#### [Assignment]
An exact repeat is needed of the lines from the one with "find lamp post" through the last line of the data below. Please omit the pictures.

-- -- --

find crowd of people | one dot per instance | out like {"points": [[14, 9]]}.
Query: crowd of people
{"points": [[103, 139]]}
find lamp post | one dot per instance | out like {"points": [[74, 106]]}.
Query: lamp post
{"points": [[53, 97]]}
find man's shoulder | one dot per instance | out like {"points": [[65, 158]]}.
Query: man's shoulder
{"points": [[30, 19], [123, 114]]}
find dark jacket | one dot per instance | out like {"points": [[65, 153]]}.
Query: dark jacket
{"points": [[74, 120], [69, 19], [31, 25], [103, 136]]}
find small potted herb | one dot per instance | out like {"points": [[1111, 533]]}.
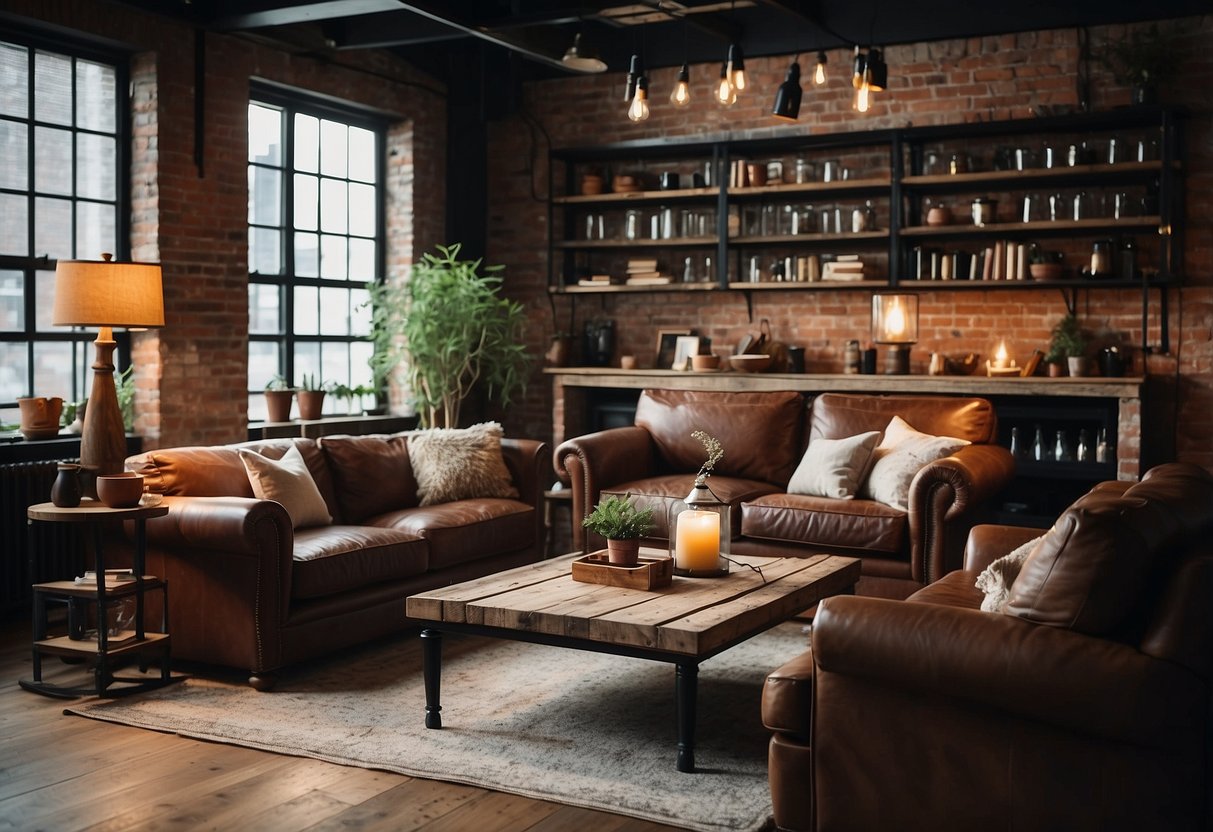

-- -- --

#### [Output for this exercise]
find lamp post | one dot per instance | out like {"points": [[74, 106]]}.
Query: lamp post
{"points": [[53, 97]]}
find man's shoulder | one dot per instance | out like {"points": [[65, 158]]}.
Query: man's shoulder
{"points": [[30, 19], [123, 114]]}
find dark jacket | one dot per instance | out like {"points": [[65, 153]]}.
Query: dark jacket
{"points": [[74, 120], [69, 19], [31, 25], [103, 136]]}
find small potted herb | one dot per instance | out like {"points": [[1111, 533]]}.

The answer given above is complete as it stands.